§ Extrait:
L’étau des systèmes invisibles
La démocratie telle que nous la concevons aujourd’hui, telle qu’elle est expliquée dans les émissions politiques, par les journalistes, par les politiciens, par toute une ribambelle de personnalités médiatiques, est une sorte de mantra sur laquelle tout le monde semble d’accord au point où remettre en question ce dogme serait comme remettre en question la rotondité de la Terre.
Pourtant, comme explique l’historien Francis Dupuis Dery dans son livre « Démocratie, histoire politique d’un mot », le mot démocratie n’a pas toujours eu durant l’histoire la même définition. En fait, sa définition aurait été volontairement changée à des fins électorales. Selon Dupuis Dery, Andrew Jackson, président des États-Unis de 1829 à 1837, aurait été le premier aux États-Unis à utiliser ce terme essentiellement pour des raisons électorales. A cette époque le mot démocratie définissait un régime politique où le peuple a véritablement le pouvoir, les démocrates n’étaient donc pas issus de la société bourgeoise, mais des classes pauvres. A contrario, les riches, les possédants ne souhaitaient pas entendre parler de démocratie, elle était pour eux une douce utopie de pauvres, d’idéalistes, qui ne pouvait fonctionner. Seul un régime politique dirigé par une élite était selon eux souhaitable. Jackson fût élu en se faisant passer pour un démocrate, le détournement du mot fut donc adopté par les autres politiciens, voyant le boulevard manipulatoire qui s’offrait à eux. Au fil des années, ce détournement de définition remplaça la définition initiale au point où aujourd’hui il est devenu extrêmement rare qu’une personnalité médiatique définisse correctement notre système politique.
De l’aristocratie élective à la « démocratie » représentative
Voici comment Emmanuel-Joseph Sieyès (corédacteur de la première Constitution française) parlait de la démocratie :
« La France ne doit pas être une démocratie, mais un régime représentatif. Le choix entre ces deux méthodes de faire la loi, n’est pas douteux parmi nous. D’abord, la très grande pluralité de nos concitoyens n’a ni assez d’instruction, ni assez de loisir, pour vouloir s’occuper directement des lois qui doivent gouverner la France ; ils doivent donc se borner à se nommer des représentants. […] Les citoyens qui se nomment des représentants renoncent et doivent renoncer à faire eux-mêmes la loi ; ils n’ont pas de volonté particulière à imposer. S’ils dictaient des volontés, la France ne serait plus cet État représentatif ; ce serait un État démocratique. Le peuple, je le répète, dans un pays qui n’est pas une démocratie (et la France ne saurait l’être), le peuple ne peut parler, ne peut agir que par ses représentants. »

§ Exercice 1:
Combien de lignes des rangées ci-dessous contiennent la chaîne « water » ? Comptez-les en respectant la casse et donnez uniquement le nombre.

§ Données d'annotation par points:
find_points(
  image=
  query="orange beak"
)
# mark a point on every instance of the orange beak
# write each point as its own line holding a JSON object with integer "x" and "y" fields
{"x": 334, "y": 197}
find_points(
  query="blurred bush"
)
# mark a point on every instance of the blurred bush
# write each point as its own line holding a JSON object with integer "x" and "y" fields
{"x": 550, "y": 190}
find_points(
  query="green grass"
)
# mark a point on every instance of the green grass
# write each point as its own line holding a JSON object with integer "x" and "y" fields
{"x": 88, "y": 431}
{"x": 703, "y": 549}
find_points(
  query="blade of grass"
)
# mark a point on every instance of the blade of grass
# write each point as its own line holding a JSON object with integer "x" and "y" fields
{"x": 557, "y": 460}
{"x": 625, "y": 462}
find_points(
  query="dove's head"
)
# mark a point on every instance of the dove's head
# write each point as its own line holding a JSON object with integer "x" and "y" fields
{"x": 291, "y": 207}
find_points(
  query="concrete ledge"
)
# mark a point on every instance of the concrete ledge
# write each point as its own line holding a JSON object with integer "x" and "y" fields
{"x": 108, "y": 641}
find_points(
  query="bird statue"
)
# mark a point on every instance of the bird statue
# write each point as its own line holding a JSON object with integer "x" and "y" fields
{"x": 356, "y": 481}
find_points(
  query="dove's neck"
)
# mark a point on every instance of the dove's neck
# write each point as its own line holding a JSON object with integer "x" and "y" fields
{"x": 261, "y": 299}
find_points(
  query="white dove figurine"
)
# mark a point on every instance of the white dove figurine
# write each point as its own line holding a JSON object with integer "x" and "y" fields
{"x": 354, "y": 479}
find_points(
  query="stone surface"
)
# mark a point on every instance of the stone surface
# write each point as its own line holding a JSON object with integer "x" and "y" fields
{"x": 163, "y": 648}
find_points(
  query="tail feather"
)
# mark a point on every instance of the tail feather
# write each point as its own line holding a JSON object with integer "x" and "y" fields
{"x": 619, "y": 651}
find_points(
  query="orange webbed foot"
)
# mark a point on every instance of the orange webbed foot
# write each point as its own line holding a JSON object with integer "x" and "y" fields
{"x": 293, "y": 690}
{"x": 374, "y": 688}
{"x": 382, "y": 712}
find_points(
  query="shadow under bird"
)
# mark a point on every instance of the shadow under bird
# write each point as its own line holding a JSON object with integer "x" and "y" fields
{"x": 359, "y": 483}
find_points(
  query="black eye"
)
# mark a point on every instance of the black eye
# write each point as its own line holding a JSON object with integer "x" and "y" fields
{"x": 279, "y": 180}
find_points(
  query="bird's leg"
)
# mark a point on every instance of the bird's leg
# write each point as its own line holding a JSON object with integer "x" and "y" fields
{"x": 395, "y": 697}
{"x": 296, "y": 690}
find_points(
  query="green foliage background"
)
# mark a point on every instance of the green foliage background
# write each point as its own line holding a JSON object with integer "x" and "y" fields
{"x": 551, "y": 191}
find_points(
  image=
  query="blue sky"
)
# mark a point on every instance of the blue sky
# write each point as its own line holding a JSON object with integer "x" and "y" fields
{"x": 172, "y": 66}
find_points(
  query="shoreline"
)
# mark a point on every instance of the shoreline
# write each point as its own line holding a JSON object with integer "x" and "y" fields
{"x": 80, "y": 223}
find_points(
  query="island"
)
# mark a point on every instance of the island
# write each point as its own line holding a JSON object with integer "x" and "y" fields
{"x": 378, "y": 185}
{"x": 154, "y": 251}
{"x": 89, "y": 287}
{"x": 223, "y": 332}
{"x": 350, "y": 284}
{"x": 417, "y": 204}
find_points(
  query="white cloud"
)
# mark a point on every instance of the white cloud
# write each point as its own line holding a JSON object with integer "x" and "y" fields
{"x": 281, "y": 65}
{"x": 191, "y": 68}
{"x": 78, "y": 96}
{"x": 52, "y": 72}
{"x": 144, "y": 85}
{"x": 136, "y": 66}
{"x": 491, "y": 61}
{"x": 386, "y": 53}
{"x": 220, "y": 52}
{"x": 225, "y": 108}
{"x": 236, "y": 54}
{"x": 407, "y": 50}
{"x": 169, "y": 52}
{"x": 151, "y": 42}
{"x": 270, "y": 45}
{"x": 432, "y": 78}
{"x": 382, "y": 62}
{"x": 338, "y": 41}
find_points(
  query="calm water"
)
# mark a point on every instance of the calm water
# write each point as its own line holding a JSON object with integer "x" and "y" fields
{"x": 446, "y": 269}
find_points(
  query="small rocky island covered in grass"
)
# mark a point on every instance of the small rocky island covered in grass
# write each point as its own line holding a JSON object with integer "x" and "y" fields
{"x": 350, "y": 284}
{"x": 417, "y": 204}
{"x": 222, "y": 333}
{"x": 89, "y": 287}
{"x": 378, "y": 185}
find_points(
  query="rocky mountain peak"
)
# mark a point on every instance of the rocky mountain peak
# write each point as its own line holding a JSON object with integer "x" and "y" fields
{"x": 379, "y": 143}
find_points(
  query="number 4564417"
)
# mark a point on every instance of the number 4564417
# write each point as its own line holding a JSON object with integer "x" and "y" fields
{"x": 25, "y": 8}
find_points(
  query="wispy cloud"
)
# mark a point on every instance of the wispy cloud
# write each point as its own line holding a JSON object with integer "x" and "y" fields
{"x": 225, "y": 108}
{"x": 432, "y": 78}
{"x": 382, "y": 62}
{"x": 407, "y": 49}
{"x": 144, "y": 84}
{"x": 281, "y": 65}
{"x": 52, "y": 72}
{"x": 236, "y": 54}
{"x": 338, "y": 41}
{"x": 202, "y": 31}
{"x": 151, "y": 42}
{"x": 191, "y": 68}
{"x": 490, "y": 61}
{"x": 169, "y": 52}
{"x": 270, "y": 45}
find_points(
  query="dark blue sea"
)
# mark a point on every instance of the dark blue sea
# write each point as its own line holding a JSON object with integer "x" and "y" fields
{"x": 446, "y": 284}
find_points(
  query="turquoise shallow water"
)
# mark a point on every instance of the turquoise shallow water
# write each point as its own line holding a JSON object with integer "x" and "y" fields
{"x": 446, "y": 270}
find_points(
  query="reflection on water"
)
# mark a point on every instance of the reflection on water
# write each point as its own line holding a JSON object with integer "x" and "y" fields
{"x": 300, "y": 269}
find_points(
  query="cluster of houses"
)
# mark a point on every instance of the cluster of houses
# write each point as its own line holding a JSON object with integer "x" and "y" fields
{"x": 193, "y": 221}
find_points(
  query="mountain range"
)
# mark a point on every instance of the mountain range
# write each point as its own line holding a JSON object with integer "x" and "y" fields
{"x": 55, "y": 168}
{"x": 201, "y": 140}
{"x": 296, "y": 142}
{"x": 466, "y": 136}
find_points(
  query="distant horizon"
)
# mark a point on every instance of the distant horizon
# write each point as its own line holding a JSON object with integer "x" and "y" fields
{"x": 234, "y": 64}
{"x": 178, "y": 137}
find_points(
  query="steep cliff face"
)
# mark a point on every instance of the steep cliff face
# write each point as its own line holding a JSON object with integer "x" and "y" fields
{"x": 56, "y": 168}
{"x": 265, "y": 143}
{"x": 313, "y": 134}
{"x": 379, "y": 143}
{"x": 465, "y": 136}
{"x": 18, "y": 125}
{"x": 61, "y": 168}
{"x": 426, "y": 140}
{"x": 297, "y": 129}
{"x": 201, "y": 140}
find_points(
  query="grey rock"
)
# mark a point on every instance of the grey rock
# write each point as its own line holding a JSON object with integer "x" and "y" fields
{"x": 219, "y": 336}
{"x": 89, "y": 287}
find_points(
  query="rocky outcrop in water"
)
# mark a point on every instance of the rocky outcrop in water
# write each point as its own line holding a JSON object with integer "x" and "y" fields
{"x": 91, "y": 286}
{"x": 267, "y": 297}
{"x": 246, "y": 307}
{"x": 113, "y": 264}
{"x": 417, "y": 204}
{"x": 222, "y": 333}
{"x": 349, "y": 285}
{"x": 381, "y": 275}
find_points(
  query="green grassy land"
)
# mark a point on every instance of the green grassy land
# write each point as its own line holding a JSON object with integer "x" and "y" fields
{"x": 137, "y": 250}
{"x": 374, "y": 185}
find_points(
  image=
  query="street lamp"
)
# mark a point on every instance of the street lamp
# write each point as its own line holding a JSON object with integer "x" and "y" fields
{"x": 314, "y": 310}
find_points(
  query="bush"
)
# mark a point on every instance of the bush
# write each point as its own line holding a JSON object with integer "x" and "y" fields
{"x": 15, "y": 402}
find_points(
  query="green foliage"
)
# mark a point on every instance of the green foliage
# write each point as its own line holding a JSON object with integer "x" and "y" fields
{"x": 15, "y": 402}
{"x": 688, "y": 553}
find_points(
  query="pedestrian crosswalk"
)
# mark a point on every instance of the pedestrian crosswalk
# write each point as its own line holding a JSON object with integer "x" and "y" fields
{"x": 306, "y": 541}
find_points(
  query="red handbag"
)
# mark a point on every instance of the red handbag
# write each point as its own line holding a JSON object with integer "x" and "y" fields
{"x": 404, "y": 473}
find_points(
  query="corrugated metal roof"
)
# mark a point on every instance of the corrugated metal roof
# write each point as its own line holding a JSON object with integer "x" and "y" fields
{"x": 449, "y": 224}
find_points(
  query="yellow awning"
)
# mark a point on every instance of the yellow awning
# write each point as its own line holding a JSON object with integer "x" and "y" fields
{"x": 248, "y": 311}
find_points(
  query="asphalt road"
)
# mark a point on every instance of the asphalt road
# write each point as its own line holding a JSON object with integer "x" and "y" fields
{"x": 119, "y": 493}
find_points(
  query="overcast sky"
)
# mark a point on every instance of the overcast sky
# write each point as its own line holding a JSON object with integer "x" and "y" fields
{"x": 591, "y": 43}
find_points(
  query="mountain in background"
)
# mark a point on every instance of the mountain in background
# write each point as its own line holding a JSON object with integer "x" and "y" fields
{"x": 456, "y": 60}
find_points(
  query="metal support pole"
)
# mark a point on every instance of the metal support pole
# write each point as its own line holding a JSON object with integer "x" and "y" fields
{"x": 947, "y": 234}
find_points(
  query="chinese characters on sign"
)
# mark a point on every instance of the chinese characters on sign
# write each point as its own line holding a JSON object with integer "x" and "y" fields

§ Exercice 2:
Les affirmations suivantes concordent-elles avec l’extrait ? Répondez à chacune par oui ou par non, en citant mot pour mot le passage de l’extrait qui tranche.
(a) Andrew Jackson a été président des États-Unis de 1829 à 1837.
(b) Sieyès souhaitait que la France soit une démocratie.
(c) À l’époque de Jackson, les démocrates étaient issus de la société bourgeoise.

§ Corrigé 1:
8

§ Corrigé 2:
(a) Oui : « Andrew Jackson, président des États-Unis de 1829 à 1837 ».
(b) Non : « La France ne doit pas être une démocratie, mais un régime représentatif. »
(c) Non : « les démocrates n’étaient donc pas issus de la société bourgeoise, mais des classes pauvres ».